- [SUPPLIED DATA]:
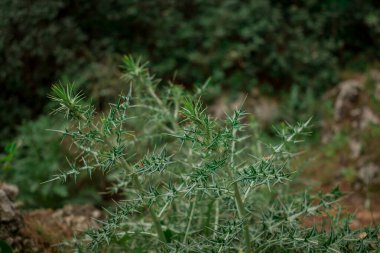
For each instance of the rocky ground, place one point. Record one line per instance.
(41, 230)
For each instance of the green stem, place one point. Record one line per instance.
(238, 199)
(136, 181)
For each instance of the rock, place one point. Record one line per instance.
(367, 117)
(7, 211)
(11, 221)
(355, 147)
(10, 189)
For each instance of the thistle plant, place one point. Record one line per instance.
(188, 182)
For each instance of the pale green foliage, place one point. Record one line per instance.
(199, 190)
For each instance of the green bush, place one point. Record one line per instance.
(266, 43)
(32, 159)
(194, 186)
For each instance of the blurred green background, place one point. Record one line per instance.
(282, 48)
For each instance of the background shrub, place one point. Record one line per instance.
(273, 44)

==

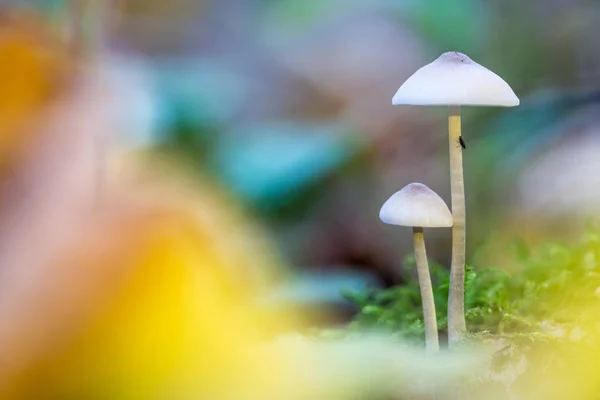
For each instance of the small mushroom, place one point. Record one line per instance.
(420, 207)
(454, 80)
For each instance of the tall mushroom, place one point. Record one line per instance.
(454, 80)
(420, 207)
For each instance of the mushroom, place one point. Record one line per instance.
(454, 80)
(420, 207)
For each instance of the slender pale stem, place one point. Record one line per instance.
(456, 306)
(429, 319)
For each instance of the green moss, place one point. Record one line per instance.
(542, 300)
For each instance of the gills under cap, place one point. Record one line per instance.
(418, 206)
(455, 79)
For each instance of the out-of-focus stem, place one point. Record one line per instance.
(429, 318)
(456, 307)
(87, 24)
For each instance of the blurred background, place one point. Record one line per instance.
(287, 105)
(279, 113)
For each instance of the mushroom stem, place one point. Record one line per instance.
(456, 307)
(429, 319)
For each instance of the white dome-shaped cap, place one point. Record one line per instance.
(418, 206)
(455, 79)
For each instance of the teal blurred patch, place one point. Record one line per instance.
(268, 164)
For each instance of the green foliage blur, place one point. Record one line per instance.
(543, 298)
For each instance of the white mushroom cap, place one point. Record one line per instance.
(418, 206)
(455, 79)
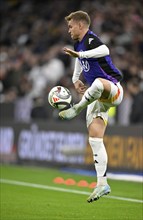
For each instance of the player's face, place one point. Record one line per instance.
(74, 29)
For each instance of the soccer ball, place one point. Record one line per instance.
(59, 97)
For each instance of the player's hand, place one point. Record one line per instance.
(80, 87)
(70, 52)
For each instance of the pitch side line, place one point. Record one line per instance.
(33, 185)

- [TASK INSTRUCTIONS]: Locate every line above that contains the word "player", treating uppercase and lowercase as different, and copy each of those lines.

- [OUTPUT FOR THIS TASK]:
For each instance of the player's face, place one point. Record one line per instance.
For each instance of the player's hand, place one point. Record one line per instance.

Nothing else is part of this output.